* _Extracted data_:
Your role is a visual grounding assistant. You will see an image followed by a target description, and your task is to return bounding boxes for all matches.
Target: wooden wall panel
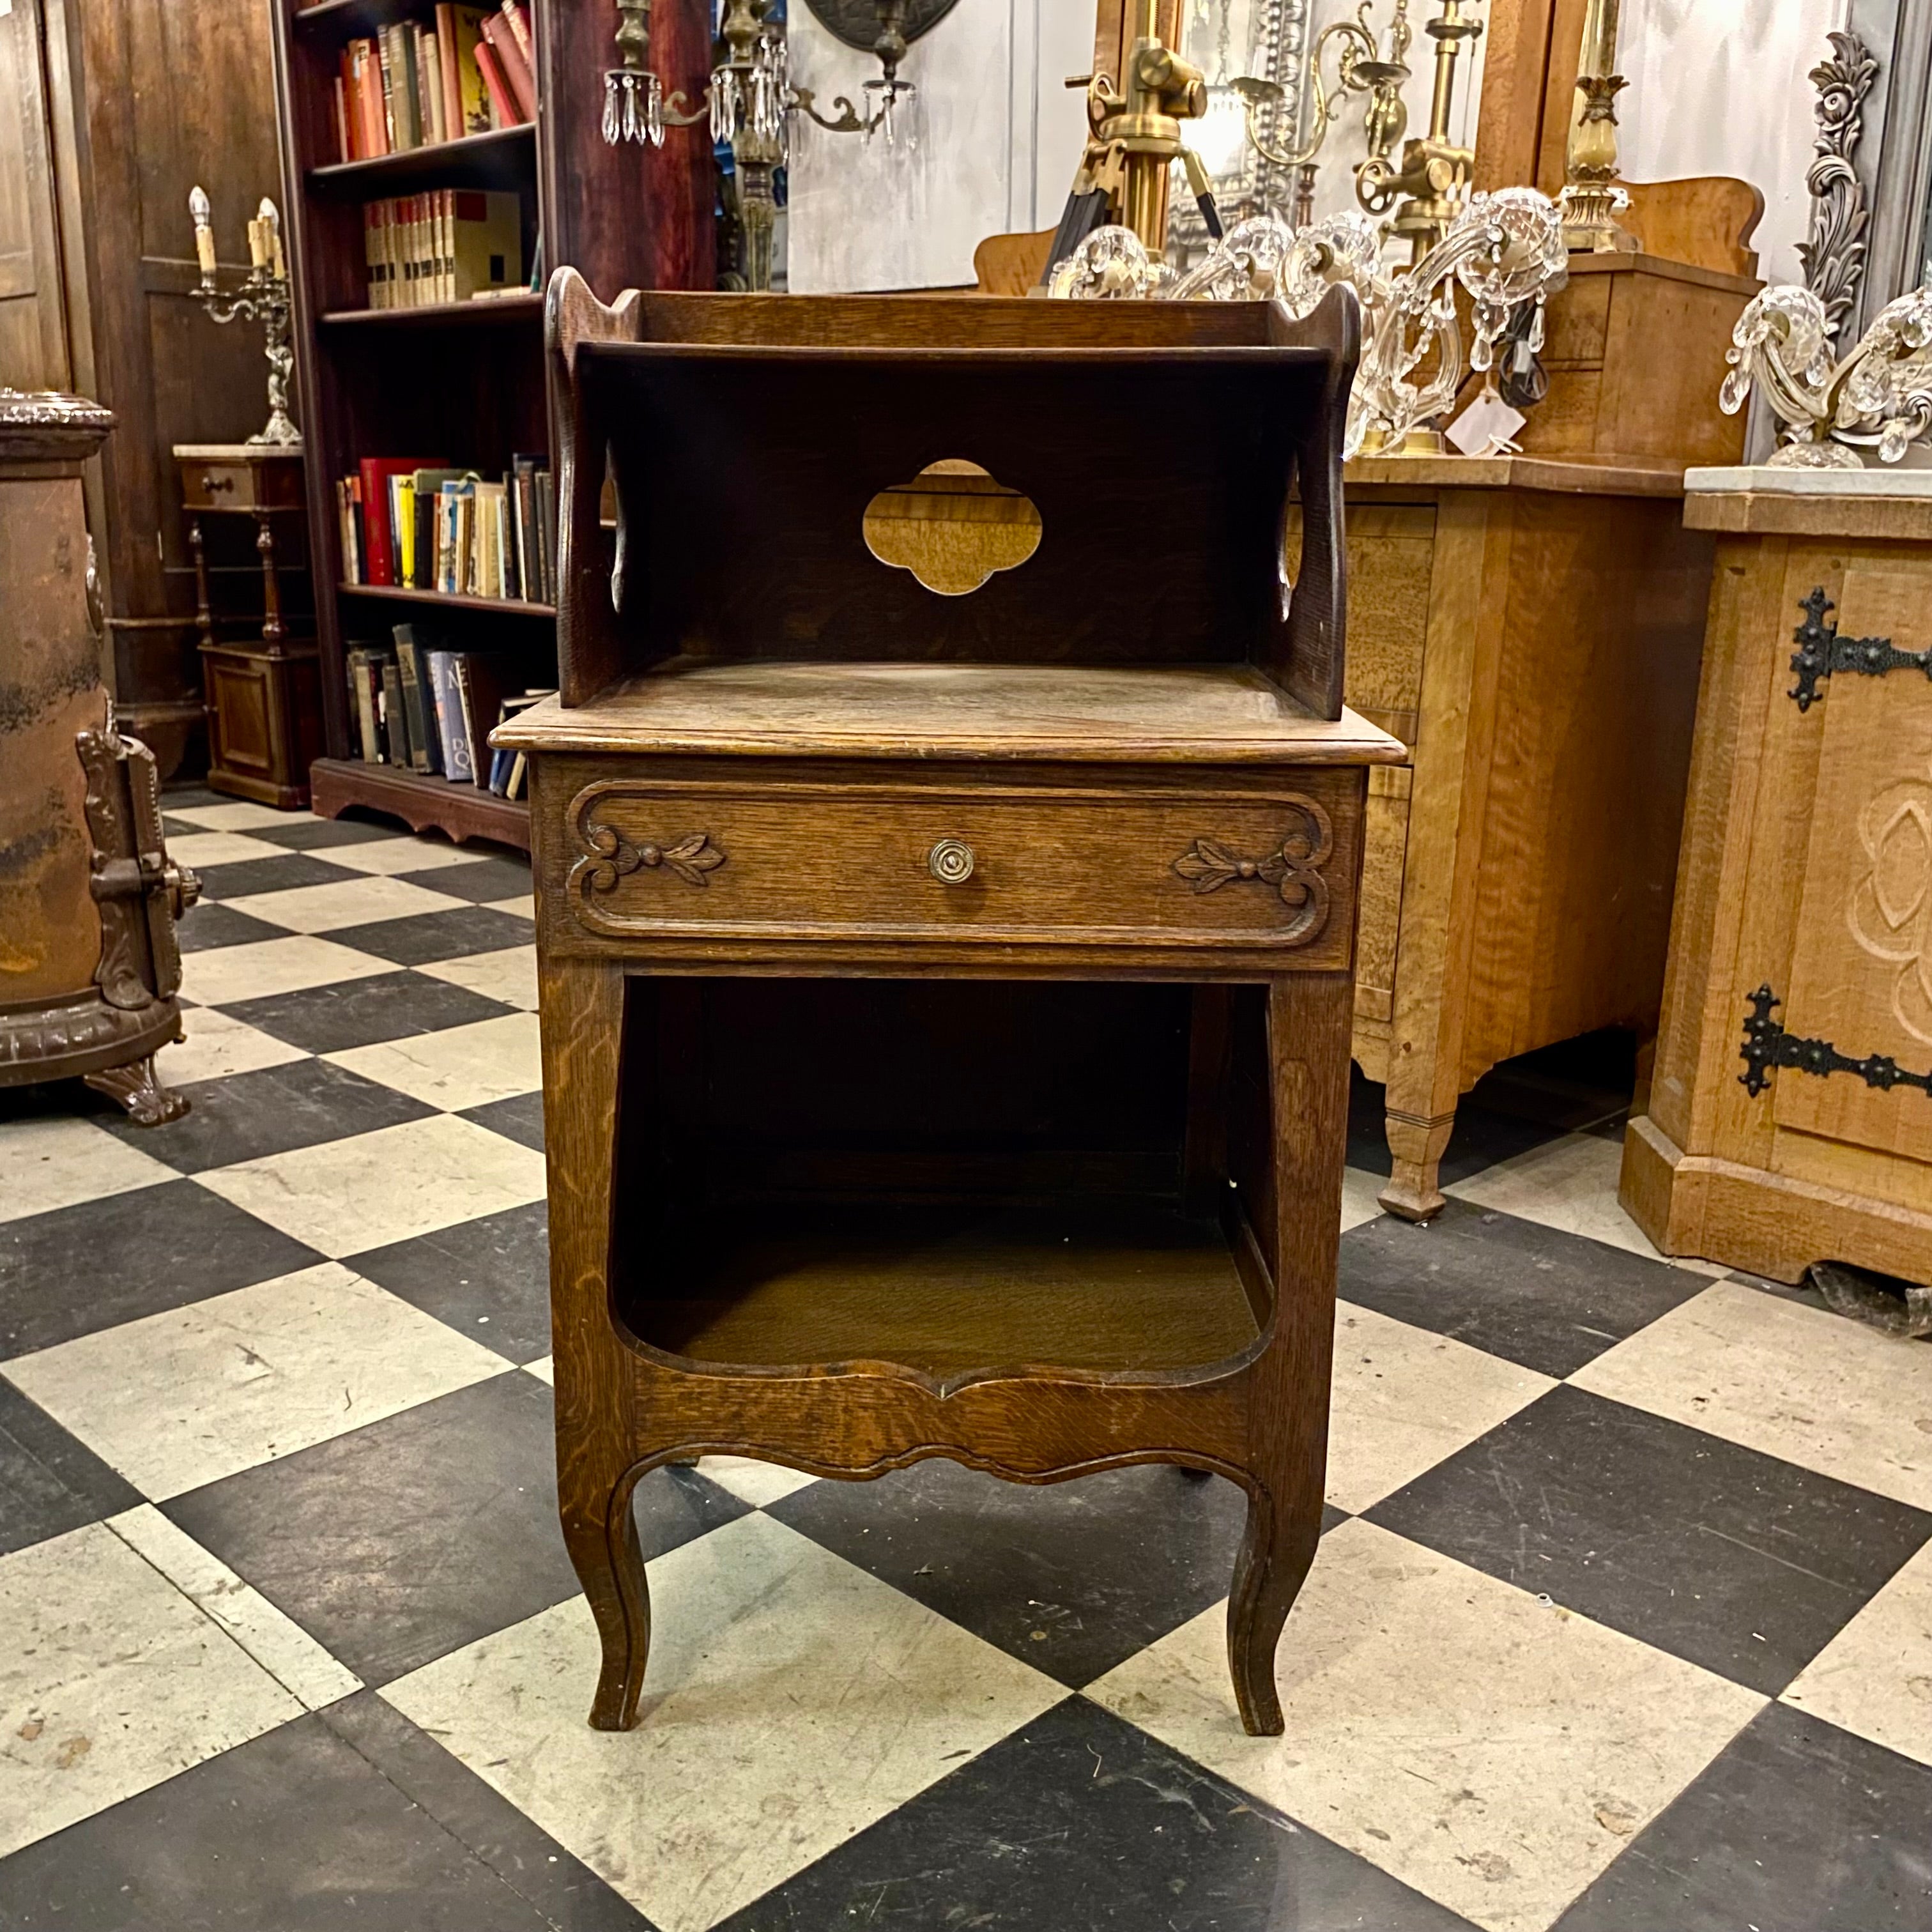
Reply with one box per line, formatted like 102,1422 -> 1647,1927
0,0 -> 70,390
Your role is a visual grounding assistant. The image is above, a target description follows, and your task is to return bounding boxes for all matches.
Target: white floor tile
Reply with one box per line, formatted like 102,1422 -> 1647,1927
224,875 -> 468,935
1782,1539 -> 1932,1769
522,1356 -> 554,1384
107,1505 -> 360,1709
486,894 -> 536,922
320,837 -> 491,877
326,1012 -> 543,1112
156,1008 -> 310,1085
180,935 -> 392,1008
383,1512 -> 1062,1932
163,831 -> 297,868
197,1114 -> 547,1257
1087,1518 -> 1763,1932
1570,1280 -> 1932,1510
165,802 -> 313,832
698,1455 -> 821,1507
418,947 -> 539,1011
3,1261 -> 509,1500
1446,1133 -> 1727,1276
1340,1165 -> 1384,1234
0,1522 -> 302,1859
0,1117 -> 177,1227
1327,1302 -> 1555,1514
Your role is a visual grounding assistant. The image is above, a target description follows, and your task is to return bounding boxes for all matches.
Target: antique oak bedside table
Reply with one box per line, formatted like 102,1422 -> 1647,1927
496,270 -> 1400,1738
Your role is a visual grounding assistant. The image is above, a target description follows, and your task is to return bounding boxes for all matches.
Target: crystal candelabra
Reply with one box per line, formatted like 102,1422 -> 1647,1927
1047,185 -> 1568,458
187,187 -> 299,448
602,0 -> 917,291
1720,282 -> 1932,470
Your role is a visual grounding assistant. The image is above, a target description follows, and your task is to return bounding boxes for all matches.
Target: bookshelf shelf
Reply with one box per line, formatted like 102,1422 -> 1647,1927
338,580 -> 556,615
310,756 -> 531,846
319,293 -> 544,327
272,0 -> 711,850
309,122 -> 537,195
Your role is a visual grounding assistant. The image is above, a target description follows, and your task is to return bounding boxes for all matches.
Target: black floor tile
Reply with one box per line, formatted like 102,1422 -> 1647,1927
221,970 -> 516,1052
719,1697 -> 1478,1932
98,1057 -> 436,1176
176,901 -> 289,954
1338,1200 -> 1708,1378
321,1693 -> 654,1929
1347,1078 -> 1577,1185
349,1201 -> 551,1363
160,784 -> 225,809
770,1461 -> 1259,1688
247,814 -> 397,851
192,852 -> 360,901
0,1377 -> 141,1556
0,1181 -> 323,1355
1553,1703 -> 1932,1932
461,1091 -> 545,1152
400,853 -> 532,903
165,1373 -> 744,1685
1368,1384 -> 1932,1695
0,1707 -> 653,1931
328,905 -> 539,966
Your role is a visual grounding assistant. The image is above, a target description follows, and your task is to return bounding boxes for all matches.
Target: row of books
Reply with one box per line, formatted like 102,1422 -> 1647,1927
362,189 -> 522,309
346,627 -> 550,799
333,4 -> 535,165
337,456 -> 556,604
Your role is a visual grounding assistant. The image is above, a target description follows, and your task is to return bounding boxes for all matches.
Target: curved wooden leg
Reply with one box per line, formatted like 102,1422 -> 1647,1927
1380,1105 -> 1454,1221
1225,1484 -> 1319,1736
560,1458 -> 651,1730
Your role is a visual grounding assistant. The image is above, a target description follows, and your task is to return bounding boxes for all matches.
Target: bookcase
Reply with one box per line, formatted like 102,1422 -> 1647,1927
268,0 -> 714,847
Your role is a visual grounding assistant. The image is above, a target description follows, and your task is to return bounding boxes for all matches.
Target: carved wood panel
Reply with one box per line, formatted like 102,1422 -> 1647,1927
1777,566 -> 1932,1166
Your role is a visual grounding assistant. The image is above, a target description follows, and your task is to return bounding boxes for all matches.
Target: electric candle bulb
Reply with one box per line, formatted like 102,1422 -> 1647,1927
247,218 -> 266,269
189,185 -> 217,276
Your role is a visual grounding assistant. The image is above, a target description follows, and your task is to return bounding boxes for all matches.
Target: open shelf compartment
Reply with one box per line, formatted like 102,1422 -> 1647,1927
608,976 -> 1279,1381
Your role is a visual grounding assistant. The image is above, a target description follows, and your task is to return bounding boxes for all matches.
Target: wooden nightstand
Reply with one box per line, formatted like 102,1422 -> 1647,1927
174,442 -> 321,808
499,273 -> 1400,1740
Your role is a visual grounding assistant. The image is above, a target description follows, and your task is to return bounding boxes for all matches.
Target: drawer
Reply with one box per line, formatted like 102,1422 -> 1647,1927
177,459 -> 305,512
555,776 -> 1359,961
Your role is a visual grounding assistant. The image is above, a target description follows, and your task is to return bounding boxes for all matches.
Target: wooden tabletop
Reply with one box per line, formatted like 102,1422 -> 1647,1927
493,659 -> 1407,765
1346,453 -> 1687,496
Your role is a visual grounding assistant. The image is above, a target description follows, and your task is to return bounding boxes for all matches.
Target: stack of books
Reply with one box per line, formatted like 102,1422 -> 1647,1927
345,625 -> 551,800
334,2 -> 536,163
360,189 -> 522,309
337,456 -> 556,604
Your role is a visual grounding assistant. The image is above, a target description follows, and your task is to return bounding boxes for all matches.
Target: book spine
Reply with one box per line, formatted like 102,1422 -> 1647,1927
434,4 -> 463,146
375,29 -> 398,153
534,467 -> 555,604
505,750 -> 527,801
381,661 -> 412,765
482,14 -> 537,121
394,629 -> 441,774
452,655 -> 483,786
488,738 -> 514,796
334,73 -> 351,164
419,27 -> 445,145
348,649 -> 381,762
358,459 -> 394,586
500,0 -> 532,61
472,36 -> 518,128
427,650 -> 472,781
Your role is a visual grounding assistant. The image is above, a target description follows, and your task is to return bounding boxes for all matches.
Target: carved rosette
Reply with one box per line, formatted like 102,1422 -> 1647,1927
1172,799 -> 1333,944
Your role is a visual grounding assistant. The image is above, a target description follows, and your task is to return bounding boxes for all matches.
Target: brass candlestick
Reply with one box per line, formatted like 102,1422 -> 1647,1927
1558,0 -> 1637,253
187,188 -> 300,447
1354,0 -> 1483,261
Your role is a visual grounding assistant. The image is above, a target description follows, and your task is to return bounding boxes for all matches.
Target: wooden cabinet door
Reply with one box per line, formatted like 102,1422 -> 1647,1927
1776,567 -> 1932,1166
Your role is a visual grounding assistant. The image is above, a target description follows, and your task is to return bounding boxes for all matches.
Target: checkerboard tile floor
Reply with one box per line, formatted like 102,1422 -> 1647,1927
4,790 -> 1931,1931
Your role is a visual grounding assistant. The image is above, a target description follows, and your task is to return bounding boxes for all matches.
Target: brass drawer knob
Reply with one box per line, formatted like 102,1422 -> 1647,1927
928,837 -> 976,885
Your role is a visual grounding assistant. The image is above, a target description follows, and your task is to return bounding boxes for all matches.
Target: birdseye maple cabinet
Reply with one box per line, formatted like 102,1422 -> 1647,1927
497,270 -> 1400,1736
1621,474 -> 1932,1286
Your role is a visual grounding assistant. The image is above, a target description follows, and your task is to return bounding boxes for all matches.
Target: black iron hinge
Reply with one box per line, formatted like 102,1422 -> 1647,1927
1788,586 -> 1932,711
1738,984 -> 1932,1101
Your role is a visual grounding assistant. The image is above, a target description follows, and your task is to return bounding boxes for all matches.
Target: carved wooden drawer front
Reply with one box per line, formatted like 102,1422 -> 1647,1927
564,779 -> 1349,954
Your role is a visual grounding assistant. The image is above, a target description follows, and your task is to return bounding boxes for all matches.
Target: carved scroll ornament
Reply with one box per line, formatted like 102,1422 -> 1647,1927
1172,798 -> 1333,944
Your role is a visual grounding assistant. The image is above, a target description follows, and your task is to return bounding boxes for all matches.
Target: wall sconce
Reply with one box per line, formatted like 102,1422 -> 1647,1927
186,187 -> 299,447
603,0 -> 918,291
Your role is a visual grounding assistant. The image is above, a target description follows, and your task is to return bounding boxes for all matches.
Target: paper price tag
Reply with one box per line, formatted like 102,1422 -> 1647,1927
1446,391 -> 1528,457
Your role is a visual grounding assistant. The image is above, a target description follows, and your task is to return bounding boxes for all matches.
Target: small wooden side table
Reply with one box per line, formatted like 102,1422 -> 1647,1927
1621,468 -> 1932,1285
174,442 -> 322,809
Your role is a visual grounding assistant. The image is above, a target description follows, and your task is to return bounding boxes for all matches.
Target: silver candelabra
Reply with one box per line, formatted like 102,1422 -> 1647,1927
188,187 -> 300,448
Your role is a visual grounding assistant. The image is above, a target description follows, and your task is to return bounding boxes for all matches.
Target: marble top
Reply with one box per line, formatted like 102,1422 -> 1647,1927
1685,462 -> 1932,498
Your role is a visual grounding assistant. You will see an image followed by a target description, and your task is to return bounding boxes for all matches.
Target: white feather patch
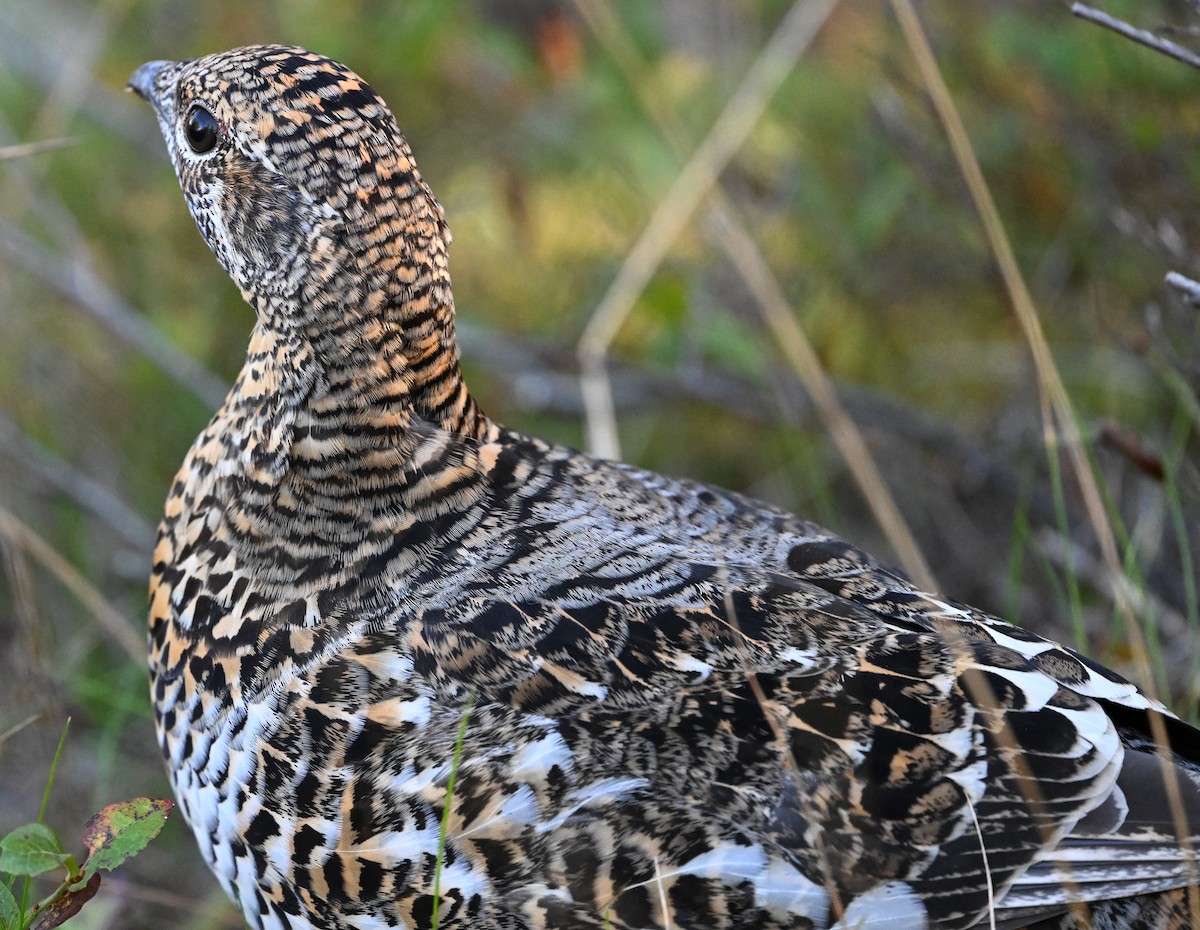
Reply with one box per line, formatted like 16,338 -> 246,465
834,882 -> 928,929
509,729 -> 574,779
536,777 -> 649,834
754,855 -> 830,921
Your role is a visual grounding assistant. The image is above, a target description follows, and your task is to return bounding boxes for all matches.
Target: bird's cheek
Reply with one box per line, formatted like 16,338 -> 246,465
226,189 -> 327,300
179,177 -> 238,278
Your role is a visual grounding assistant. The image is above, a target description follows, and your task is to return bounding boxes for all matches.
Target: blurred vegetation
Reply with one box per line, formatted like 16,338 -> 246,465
1,1 -> 1199,926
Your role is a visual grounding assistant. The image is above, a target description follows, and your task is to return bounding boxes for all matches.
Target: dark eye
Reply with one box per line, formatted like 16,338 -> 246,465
184,103 -> 219,154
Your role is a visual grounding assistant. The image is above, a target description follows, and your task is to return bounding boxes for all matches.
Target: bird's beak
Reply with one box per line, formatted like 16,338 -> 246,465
127,60 -> 171,106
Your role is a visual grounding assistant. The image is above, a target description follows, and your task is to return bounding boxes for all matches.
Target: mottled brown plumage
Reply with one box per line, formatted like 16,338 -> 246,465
129,45 -> 1200,930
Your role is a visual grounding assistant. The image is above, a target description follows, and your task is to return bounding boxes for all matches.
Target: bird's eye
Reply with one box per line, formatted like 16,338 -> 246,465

* _Work item_: Report each line of the listing above that uses the word "carved".

* _Written reply_:
Target: carved wood panel
Target: carved rosette
Target: carved wooden drawer front
Target: carved scroll ornament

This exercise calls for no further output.